◆ PROBLEM STATEMENT
Copy only this range: the line with "the sky, each" through the final line of the material, inclusive at both ends.

Extracted records:
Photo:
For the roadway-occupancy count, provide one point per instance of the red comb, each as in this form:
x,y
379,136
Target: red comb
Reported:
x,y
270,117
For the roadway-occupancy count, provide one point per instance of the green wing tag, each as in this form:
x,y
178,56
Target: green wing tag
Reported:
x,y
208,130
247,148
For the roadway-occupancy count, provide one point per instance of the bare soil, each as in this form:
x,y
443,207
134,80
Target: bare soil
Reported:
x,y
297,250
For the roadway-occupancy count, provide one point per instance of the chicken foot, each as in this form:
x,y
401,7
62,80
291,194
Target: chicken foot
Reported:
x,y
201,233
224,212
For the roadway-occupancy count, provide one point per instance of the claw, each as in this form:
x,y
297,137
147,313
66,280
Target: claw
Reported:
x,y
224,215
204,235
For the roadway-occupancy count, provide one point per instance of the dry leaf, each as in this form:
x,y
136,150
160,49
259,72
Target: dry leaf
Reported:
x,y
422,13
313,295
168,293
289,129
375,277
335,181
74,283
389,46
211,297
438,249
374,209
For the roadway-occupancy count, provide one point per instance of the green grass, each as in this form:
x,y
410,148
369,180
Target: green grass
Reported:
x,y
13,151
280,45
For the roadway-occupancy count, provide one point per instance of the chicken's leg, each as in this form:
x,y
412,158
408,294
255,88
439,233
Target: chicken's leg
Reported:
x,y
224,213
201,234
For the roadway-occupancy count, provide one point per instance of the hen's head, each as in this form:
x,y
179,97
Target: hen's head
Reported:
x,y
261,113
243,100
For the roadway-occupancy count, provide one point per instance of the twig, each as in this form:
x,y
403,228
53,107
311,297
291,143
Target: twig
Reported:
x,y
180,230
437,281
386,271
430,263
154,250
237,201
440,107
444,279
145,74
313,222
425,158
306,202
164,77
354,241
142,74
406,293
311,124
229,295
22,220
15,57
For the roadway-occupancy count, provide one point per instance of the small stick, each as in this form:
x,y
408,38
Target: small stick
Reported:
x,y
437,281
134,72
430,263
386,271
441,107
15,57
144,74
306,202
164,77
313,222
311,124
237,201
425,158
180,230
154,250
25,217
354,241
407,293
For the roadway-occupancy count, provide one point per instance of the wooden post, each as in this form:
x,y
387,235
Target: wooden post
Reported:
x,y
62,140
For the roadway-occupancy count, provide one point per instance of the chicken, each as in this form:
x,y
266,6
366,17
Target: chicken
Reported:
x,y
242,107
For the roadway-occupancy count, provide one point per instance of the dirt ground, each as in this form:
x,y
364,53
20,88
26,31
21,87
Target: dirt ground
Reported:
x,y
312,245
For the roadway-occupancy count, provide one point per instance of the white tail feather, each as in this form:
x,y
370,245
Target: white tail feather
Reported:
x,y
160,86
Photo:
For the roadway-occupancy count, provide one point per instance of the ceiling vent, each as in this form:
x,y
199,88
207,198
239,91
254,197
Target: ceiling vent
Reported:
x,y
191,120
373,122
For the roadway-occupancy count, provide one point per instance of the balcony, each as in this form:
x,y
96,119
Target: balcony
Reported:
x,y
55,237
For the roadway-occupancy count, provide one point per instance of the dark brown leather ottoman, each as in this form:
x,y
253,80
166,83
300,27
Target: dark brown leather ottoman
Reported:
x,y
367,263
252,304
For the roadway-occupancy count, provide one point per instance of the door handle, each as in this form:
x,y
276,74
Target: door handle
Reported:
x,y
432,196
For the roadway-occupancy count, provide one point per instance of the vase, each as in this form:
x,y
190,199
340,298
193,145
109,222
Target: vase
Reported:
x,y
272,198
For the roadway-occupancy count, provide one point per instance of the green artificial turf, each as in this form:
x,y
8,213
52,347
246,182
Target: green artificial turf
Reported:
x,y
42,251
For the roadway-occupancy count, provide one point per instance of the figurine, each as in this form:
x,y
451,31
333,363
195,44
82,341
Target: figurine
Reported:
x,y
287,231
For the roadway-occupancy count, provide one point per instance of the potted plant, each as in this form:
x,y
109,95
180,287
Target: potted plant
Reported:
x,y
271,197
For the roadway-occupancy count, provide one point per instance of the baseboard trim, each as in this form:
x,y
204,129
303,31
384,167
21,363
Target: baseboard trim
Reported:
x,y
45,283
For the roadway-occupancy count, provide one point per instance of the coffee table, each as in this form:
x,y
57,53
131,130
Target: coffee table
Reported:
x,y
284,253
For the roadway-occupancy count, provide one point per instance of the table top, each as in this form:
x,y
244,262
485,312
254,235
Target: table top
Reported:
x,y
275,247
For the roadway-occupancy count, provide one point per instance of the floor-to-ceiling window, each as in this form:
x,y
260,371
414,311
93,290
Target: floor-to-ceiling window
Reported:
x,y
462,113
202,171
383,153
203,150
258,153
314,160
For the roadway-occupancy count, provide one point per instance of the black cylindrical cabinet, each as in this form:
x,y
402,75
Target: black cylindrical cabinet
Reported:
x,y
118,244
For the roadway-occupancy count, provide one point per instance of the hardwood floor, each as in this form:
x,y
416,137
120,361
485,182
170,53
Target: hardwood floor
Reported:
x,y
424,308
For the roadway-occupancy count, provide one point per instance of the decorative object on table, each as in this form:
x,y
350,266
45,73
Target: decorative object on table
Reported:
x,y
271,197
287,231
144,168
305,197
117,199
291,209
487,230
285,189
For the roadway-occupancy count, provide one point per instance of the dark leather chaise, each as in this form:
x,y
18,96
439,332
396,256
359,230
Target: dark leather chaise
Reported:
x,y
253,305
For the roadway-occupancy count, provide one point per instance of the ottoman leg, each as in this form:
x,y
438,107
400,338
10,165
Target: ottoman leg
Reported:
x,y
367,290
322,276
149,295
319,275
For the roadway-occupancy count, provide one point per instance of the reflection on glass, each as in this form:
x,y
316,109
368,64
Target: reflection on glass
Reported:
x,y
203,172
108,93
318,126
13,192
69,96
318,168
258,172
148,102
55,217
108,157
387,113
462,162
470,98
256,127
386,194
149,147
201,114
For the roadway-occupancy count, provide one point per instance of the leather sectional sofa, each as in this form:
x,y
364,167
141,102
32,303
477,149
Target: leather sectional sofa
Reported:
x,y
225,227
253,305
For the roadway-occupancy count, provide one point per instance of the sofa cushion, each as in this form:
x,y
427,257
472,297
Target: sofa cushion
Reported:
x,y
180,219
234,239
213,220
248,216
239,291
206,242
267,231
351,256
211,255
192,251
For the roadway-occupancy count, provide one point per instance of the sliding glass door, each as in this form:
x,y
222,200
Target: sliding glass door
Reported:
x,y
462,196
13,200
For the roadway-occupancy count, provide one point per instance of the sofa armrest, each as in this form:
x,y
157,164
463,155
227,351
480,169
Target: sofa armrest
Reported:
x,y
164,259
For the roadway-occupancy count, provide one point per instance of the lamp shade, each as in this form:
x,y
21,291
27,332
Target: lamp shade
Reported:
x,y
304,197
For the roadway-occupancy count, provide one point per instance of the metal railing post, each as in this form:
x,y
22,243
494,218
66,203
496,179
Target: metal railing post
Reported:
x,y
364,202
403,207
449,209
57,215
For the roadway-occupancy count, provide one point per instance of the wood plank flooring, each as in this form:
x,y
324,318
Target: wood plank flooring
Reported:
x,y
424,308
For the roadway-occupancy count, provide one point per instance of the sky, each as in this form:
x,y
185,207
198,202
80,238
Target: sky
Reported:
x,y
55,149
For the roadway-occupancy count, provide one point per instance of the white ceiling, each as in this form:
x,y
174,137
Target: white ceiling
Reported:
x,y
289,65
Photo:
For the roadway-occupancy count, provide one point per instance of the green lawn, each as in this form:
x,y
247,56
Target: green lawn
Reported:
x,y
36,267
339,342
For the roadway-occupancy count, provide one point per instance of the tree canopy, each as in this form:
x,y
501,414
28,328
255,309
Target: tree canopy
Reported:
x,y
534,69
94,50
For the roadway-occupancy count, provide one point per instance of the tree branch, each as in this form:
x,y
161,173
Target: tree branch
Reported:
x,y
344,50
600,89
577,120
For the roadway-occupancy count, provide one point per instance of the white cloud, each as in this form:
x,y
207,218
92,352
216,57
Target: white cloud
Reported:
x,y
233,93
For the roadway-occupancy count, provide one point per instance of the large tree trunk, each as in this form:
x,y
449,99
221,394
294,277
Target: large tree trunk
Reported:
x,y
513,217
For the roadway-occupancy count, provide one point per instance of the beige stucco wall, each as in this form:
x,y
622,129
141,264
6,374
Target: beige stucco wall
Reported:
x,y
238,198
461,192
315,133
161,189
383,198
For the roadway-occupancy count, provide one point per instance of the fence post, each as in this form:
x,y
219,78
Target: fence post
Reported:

◆ THE RESULT
For the roadway-occupancy count, provide one point per instance of the sky, each as in this form:
x,y
185,207
198,202
80,238
Target: sky
Reported:
x,y
55,149
For the roadway-occupancy count, provide one point per instance of the white ceiling, each as in this form:
x,y
174,137
Target: white ceiling
Reported:
x,y
289,65
Photo:
For the roadway-occupancy count, provide one point per instance of the green lawn, each as in this form:
x,y
247,56
Target: green lawn
Reported:
x,y
36,267
339,342
For the roadway-occupancy count, provide one point per instance of the tree canopy, each as in this form:
x,y
501,414
28,328
255,309
Target: tree canopy
Reported:
x,y
534,69
94,50
For the roadway-occupancy count, provide one point per instance of the tree branch, each as in this form:
x,y
161,173
Target: tree branch
Reported:
x,y
344,50
600,89
577,120
For the roadway-occupancy count, provide one point per instance of the white cloud, each as in this form:
x,y
207,218
92,352
216,57
Target: white cloud
Reported:
x,y
233,93
For the roadway-occupancy count, provide one point per instance of the large tree trunk, each as in this form:
x,y
449,99
221,394
294,277
Target: large tree trunk
Reported:
x,y
513,217
For the roadway-occupancy count, provide one point per instance of the beige stucco wall, each as in this form:
x,y
622,129
141,264
6,374
Target: beige stucco wall
Reported:
x,y
238,198
461,192
315,133
161,189
383,198
For the roadway-occupancy count, provide one point per instance of the fence post, each as in this form:
x,y
219,78
Target: fence post
Reported:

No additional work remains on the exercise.